# Data shown:
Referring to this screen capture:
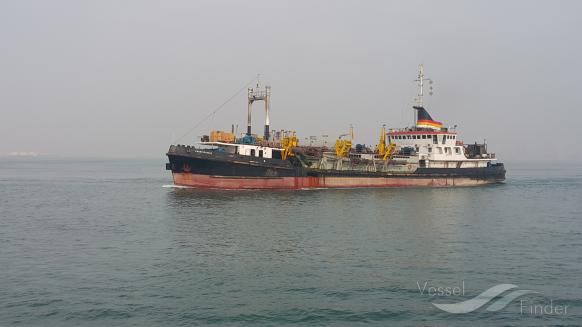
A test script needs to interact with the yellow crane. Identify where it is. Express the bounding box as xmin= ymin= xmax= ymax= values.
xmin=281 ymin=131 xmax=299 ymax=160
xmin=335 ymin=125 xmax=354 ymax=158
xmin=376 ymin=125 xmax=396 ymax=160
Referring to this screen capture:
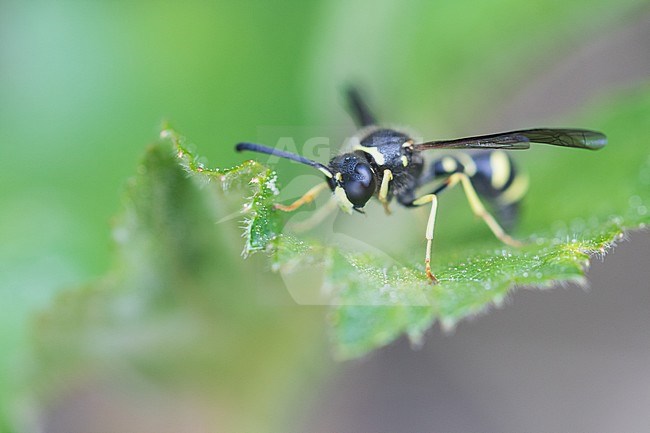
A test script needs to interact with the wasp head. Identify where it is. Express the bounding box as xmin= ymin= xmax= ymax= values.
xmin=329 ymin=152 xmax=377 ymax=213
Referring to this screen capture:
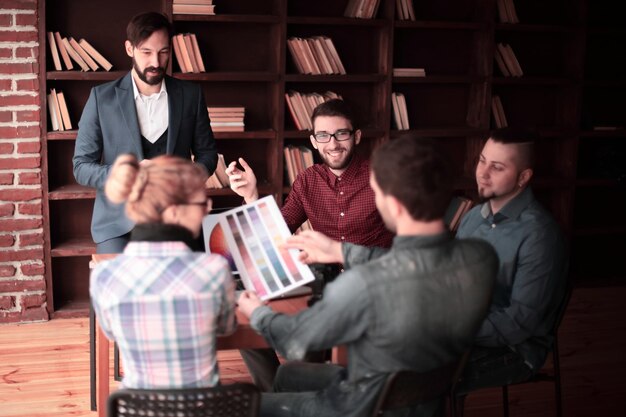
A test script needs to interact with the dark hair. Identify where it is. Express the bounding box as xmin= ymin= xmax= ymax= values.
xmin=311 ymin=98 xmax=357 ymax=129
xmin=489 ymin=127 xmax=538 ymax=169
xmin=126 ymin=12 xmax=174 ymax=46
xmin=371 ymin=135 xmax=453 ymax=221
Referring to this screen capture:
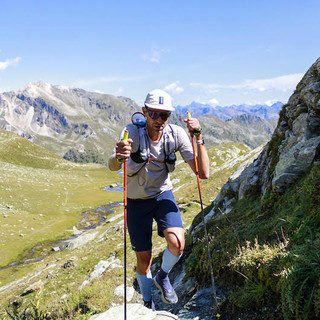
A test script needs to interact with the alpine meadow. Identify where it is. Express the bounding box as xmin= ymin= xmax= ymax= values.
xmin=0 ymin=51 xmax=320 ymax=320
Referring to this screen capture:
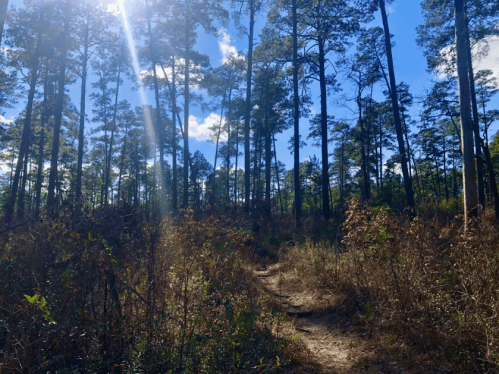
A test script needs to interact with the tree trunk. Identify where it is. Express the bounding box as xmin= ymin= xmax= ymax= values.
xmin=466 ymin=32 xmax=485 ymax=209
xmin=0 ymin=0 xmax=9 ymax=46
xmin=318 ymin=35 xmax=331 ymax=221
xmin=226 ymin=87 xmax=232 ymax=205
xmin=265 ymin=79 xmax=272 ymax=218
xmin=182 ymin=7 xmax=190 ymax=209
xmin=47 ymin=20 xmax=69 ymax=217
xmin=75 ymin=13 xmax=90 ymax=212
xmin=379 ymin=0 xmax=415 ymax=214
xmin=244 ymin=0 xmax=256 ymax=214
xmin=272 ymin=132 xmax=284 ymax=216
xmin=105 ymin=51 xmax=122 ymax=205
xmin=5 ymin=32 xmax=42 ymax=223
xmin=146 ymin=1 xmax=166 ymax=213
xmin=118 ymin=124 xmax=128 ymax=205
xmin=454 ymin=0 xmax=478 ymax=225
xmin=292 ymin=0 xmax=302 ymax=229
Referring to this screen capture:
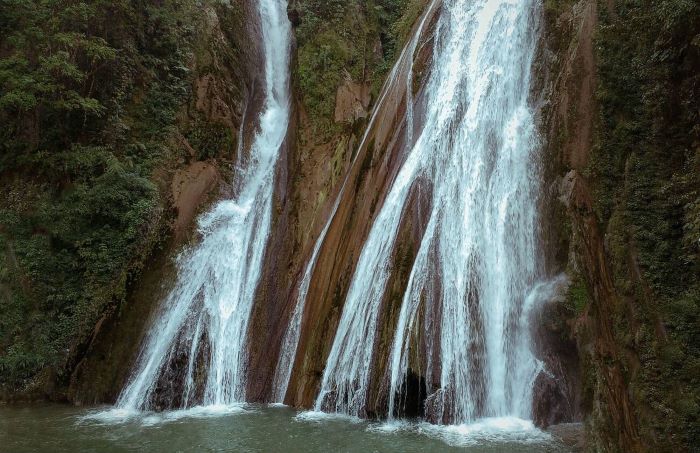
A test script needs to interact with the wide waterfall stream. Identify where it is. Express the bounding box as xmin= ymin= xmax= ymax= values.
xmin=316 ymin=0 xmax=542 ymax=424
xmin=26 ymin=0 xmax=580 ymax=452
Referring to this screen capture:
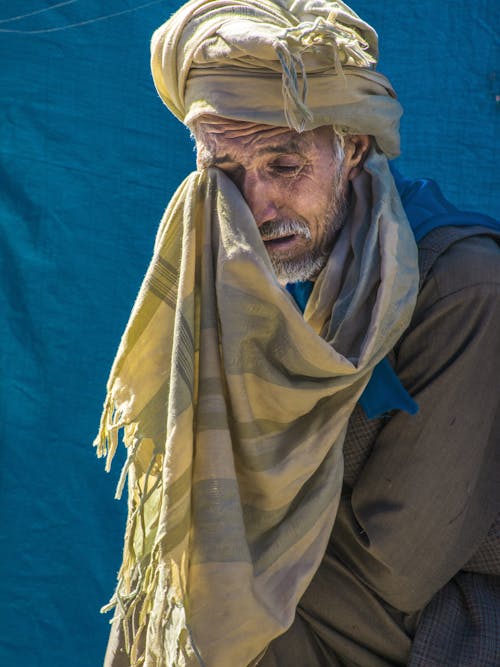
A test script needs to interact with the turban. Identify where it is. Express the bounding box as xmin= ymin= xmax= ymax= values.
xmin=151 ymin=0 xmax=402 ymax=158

# Exercise prompt:
Show every line of the data that contains the string "values", matching case exactly.

# Full output:
A test script needs to interact with the yellow crane. Identify where it is. Express the bounding box as xmin= ymin= xmax= ymax= values.
A test script needs to interact with the wasp head. Identify where it is. Express the bounding box as xmin= ymin= xmax= ymax= values.
A test script needs to interact with the dark hair. Identify where it is. Express the bounding box as xmin= ymin= xmax= ymax= values.
A test script needs to interact with the alpine meadow. Identify where it is. Express the bounding box as xmin= ymin= xmax= ymax= values.
A test script needs to interact with the tree trunk. Identify where it is. Express the bounding box as xmin= ymin= xmax= ymax= values.
A test script needs to interact with the wide waterfall stream. Identify where it is. Express the bounding box as xmin= ymin= xmax= ymax= values.
A test script needs to interact with the turban. Identify where it is. Express the bounding box as xmin= ymin= xmax= ymax= values.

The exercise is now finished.